TAREFAS A REALIZAR:
A: Segundo o texto «Merecer o Descanso», que idade tinha quem o narra quando entregou a prenda da cidade de Xai-Xai aos visitantes?
B: Continue o texto «Merecer o Descanso» a partir da última frase apresentada.

EXCERTO DO DOCUMENTO:
-------

Merecer o Descanso
Já não me lembro se foi no dia 21 ou 22 de Junho de 1975. Só sei que foi dias antes da proclamação da independência. A minha beleza precoce (suponho) levou as gentes da cidade de Xai-Xai a indicarem a Delfina Zaqueu (Lolota) e a mim como os “continuadores” que iriam dar a prenda da cidade aos ilustres visitantes. Eram eles Samora Machel e Marcelino dos Santos na sua viagem triunfal do “Rovuma ao Maputo”. Ambos deram-me “upa” depois de lhes presentearmos com uma saia de palha para a dança de “xingomana” (matxika) e o Marcelino ainda me ofereceu as bochechas para eu lhe dar “bá”. Tinha 10 anos. O embaraço (que até hoje ainda sinto) foi compensado, na altura, pelo estatuto de celebridade que ganhei durante alguns dias.
Voltei a ter contacto directo com Marcelino dos Santos na Cidade da Praia, em Cabo Verde, em 2005 se não estou em erro. Ambos estávamos a participar num simpósio sobre Amílcar Cabral. Passámos uma manhã inteira a conversar no restaurante do hotel onde ambos estávamos alojados. Até perdemos a sessão dessa manhã por causa disso. Eu andava ainda com a mente ocupada pela recensão crítica que havia feito ao livro de Barnabé Nkomo sobre Uria Simango. Embora tivesse criticado o livro duramente do ponto de vista metodológico ele tinha levantado questões importantes demais para serem apenas ignoradas só porque a metodologia era problemática, algo que deixei vincado no último parágrafo da minha recensão quando escrevi que mesmo se só 1 por cento do conteúdo fosse verdade, os libertadores da pátria tinham a obrigação de vir a público dizer o que realmente tinha acontecido.

-------

DADOS APRESENTADOS:
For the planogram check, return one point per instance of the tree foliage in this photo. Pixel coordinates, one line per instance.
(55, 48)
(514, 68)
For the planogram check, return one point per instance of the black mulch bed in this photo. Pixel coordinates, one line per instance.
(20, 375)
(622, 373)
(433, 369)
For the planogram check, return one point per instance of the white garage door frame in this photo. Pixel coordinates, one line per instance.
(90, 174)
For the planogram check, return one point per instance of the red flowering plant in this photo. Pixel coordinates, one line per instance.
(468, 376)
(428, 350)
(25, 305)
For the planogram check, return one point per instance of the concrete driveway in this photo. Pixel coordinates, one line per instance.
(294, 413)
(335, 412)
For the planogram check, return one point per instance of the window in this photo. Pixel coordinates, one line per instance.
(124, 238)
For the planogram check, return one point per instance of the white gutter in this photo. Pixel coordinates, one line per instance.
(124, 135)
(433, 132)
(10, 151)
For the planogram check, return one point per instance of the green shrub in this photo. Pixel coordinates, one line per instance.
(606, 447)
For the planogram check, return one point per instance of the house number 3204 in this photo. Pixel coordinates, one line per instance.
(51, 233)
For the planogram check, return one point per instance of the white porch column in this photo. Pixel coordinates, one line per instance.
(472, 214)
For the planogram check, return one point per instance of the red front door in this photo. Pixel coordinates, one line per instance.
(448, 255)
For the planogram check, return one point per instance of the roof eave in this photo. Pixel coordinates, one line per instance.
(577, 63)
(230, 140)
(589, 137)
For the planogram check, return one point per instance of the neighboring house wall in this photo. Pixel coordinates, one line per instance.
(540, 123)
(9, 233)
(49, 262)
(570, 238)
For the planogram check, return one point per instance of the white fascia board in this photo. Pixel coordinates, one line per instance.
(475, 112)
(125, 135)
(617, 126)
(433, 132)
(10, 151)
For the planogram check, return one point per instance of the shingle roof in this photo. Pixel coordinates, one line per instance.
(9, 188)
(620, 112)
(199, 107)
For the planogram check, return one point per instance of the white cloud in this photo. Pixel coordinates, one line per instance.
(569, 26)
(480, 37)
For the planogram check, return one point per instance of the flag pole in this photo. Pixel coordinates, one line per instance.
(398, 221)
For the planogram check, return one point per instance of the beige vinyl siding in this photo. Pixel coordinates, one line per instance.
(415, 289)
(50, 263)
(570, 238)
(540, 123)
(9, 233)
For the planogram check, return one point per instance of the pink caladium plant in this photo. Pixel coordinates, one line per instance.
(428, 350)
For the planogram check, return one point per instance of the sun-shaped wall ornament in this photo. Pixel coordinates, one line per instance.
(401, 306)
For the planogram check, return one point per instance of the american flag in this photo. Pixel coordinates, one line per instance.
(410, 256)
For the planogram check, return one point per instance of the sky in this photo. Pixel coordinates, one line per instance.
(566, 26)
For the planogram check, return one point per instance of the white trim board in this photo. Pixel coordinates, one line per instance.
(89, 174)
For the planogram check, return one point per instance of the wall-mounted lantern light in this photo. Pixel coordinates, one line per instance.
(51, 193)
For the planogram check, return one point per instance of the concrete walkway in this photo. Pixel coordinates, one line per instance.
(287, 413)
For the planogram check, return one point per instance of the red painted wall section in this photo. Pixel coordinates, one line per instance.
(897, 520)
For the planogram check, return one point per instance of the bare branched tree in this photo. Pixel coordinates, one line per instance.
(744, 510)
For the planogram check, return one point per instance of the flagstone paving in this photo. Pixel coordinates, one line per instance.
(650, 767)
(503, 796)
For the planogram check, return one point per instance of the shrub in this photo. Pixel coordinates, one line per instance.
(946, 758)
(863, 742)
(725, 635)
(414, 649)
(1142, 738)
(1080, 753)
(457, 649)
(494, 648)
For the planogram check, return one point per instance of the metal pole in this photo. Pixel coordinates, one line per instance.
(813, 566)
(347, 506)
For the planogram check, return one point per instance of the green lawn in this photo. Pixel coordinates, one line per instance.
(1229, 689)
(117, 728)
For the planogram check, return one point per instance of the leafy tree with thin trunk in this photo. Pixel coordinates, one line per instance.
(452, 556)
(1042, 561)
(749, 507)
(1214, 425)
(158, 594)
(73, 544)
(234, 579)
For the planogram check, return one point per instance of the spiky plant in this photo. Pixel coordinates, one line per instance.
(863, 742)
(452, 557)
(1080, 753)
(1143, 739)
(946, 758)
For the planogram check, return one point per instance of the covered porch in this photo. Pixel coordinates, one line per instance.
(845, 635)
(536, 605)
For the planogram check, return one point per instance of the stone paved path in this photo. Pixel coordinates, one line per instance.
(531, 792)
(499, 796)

-------

RESPOSTAS POR TAREFA:
A: Tinha 10 anos.

B:
Marcelino dos Santos era bom conversador. Tão bom, na verdade, que conseguiu evadir as minhas perguntas sobre Uria Simango para falar de Amílcar Cabral e sua relação com o Partido Comunista português, relação essa que ele não via com bons olhos. Sobre Simango quedou-se nas platitudes habituais, o que me deixou completamente insatisfeito. Seria imbecil negar o importantíssimo papel histórico de Marcelino dos Santos na fundação da nossa nacionalidade. Por isso, embora tenha uma opinião firme em relação à questão do estatuto de “herói” (que é igual a que tenho em relação a Samora Machel), não me parece que essa seja a discussão mais interessante a fazer por ocasião do seu desaparecimento físico. Para mim, e tenho vindo a pregar isto há anos, a questão é saber como lidar com a proclamação da independência e o que a maneira como esta proclamação foi feita tem a ver com os problemas que ainda hoje temos no País. Tenho em mim que enquanto não encontrarmos uma maneira de discutir esta fase da nossa história, dificilmente teremos os recursos intelectuais e políticos necessários à compreensão dos desafios políticos que o País enfrenta.
Há, para mim, um sentido em que a Frelimo traíu a sua própria luta. Lutou contra o colonialismo português e, no processo, uma parte importante do movimento desenvolveu um ideal de sociedade que correspondia aos seus anseios, não necessariamente aos anseios dos moçambicanos, mas que ela confundiu com os verdadeiros anseios do povo. O momento da traição consistiu em pensar que o facto de ter liderado a luta anti-colonial conferia à Frelimo a prerrogativa não só de definir o que Moçambique seria como também de se auto-proclamar intérprete infalível da vontade do povo. Ao invés de apostar na construção dum estado que protegesse os recém-nascidos moçambicanos do tipo de excessos que o regime colonial tinha cometido na sua arrogância civilizacional, a Frelimo adoptou o mesmo tipo de arrogância, desta feita “socialista”, para manter a prerrogativa de violar a dignidade humana dos novos sujeitos a coberto duma narrativa de boas intenções.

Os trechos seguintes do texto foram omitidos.